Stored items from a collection

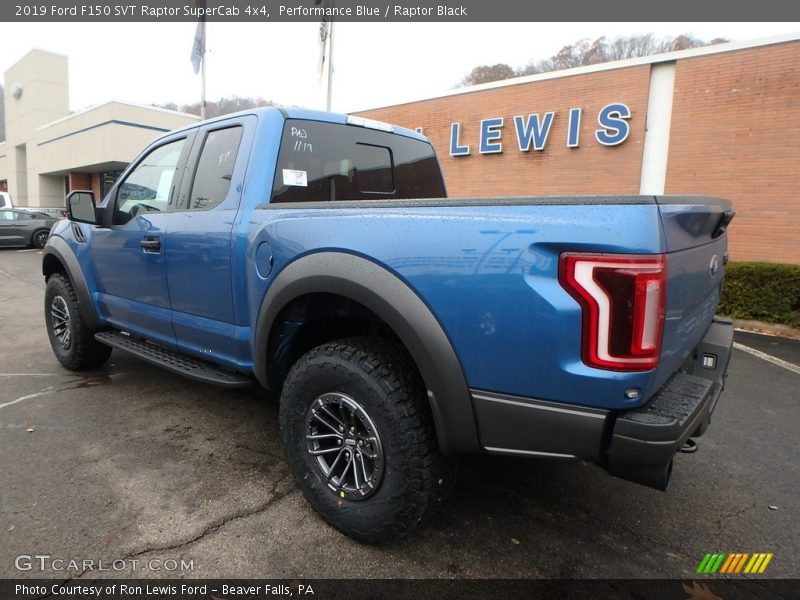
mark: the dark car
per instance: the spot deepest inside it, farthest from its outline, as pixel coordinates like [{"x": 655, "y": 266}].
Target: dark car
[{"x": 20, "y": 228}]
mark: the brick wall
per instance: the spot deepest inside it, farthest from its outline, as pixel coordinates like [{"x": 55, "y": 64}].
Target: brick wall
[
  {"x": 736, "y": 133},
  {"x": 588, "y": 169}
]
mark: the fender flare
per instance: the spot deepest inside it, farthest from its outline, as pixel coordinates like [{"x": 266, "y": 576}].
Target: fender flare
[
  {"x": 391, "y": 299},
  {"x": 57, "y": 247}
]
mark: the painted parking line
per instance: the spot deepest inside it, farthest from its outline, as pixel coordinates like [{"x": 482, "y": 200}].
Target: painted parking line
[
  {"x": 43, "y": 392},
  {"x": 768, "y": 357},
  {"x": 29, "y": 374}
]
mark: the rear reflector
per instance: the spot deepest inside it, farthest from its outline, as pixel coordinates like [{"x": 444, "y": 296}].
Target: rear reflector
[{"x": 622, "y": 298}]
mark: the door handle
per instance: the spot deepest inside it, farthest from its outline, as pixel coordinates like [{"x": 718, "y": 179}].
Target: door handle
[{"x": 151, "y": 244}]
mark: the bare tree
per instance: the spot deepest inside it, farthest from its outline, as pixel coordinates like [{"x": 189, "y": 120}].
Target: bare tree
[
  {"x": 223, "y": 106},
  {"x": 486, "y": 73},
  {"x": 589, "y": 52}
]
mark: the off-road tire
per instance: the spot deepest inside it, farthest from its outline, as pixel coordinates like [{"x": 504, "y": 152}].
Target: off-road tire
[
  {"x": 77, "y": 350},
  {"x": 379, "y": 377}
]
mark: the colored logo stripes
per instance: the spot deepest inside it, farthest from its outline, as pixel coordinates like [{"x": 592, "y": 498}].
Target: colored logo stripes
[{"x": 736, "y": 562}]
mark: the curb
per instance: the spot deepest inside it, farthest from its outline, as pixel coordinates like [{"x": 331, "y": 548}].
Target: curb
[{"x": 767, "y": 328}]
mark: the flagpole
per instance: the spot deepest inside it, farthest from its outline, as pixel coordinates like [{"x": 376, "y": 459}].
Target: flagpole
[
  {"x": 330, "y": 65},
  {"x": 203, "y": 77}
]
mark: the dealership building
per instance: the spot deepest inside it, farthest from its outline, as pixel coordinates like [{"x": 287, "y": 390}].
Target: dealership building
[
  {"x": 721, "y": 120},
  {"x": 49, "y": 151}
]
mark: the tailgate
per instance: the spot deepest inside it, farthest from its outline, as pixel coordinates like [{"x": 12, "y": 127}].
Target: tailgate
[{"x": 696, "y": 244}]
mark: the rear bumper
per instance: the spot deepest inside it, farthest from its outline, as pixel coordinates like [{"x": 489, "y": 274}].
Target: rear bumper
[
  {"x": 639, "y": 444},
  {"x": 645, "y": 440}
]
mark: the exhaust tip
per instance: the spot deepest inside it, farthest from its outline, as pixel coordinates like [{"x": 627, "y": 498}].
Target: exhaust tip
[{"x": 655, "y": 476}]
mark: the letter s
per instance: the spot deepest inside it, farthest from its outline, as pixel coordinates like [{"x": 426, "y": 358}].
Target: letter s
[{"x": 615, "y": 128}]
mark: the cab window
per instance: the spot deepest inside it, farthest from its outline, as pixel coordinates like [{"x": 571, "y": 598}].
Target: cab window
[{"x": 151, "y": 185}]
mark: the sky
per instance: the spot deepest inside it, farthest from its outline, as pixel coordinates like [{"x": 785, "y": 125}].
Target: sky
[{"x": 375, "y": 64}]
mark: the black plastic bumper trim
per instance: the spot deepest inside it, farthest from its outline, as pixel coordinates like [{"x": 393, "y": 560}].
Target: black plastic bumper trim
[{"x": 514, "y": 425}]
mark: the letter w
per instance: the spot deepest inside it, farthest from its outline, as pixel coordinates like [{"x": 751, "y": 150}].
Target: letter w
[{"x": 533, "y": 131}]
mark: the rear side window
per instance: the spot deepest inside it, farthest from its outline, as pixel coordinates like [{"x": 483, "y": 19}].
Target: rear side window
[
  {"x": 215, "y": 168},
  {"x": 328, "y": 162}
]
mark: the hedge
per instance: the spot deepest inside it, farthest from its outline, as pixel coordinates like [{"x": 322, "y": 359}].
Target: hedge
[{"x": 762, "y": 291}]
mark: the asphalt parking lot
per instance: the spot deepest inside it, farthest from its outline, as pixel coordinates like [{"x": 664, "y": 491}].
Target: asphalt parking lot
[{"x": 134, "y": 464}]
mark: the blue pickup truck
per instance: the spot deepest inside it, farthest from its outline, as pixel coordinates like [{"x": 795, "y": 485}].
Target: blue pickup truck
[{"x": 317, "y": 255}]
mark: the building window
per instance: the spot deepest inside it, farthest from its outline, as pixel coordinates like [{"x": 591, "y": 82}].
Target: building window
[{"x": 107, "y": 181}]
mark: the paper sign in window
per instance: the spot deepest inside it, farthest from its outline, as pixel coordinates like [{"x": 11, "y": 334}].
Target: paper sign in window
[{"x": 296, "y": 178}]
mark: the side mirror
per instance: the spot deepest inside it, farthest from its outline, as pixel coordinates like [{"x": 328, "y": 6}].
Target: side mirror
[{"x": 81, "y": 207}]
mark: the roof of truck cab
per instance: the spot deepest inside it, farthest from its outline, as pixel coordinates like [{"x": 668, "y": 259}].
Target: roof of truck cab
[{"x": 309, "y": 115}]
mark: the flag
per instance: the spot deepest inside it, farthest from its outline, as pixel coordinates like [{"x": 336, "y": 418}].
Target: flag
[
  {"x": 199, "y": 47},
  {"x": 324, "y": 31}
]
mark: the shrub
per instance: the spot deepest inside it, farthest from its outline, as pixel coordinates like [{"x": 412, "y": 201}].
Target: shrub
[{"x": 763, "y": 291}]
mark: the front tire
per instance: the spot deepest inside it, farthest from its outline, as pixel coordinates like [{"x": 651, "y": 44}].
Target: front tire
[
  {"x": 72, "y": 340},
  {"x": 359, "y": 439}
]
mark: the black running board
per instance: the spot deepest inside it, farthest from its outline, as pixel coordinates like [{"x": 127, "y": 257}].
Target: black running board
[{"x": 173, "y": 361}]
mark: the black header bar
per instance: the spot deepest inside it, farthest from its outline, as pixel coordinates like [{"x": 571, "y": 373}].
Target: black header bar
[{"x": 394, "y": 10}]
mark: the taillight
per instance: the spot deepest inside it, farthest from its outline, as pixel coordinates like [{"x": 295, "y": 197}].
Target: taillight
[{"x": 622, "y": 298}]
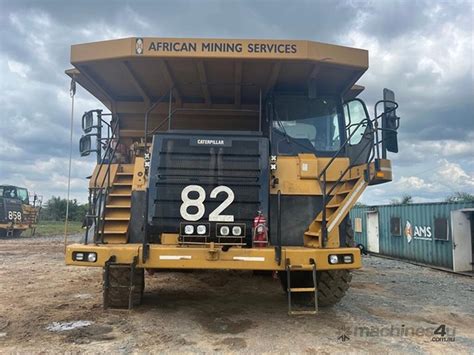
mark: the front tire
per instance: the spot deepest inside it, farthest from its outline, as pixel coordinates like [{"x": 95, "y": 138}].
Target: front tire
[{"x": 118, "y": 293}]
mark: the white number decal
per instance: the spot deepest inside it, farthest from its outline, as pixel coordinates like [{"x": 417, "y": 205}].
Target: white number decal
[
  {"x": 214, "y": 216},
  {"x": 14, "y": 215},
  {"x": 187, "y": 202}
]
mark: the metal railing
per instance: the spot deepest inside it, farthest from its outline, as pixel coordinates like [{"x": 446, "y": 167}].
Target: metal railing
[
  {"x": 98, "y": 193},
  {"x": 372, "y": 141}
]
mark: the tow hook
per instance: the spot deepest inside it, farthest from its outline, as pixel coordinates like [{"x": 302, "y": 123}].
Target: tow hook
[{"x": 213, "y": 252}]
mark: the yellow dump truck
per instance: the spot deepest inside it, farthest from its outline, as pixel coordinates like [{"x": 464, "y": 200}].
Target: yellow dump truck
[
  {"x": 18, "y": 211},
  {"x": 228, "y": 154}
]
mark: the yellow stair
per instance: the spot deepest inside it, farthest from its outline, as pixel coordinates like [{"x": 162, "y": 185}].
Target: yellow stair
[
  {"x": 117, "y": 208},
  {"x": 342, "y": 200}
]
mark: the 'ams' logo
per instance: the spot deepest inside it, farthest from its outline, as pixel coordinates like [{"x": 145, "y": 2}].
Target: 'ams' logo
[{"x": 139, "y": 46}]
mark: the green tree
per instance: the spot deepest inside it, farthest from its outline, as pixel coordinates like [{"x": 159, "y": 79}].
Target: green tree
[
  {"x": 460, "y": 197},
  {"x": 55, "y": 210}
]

**WHAT YOU WILL DO**. Edit the stretch from the line containing "mark: the yellow dump truck" through the end of the items, changing "green tree" to "leafy tree" wherever it occurs. Reproduce those lines with nothing else altered.

**OUTPUT OF THE EXERCISE**.
mark: the yellow dump truck
per instance: the spot deepest inside it, farthest from its outline, as pixel coordinates like [{"x": 464, "y": 200}].
Target: yellow dump truck
[
  {"x": 18, "y": 211},
  {"x": 228, "y": 154}
]
mark: the yellow stair
per instance: the spot deepest inside it, farthest from its outline, as pixel coordinates like [{"x": 162, "y": 185}].
Target: yellow stair
[
  {"x": 117, "y": 208},
  {"x": 342, "y": 200}
]
mark: the 'ams' logo
per instance: the spot deepest inside it, farthest from its outline, as pixel coordinates like [{"x": 145, "y": 2}].
Target: 'ams' logo
[{"x": 139, "y": 46}]
mark: the leafy tree
per instance: the spot deepest inside it, farthest from its outline, as pixel coordinates like [{"x": 159, "y": 79}].
Target: leafy tree
[
  {"x": 460, "y": 197},
  {"x": 55, "y": 210}
]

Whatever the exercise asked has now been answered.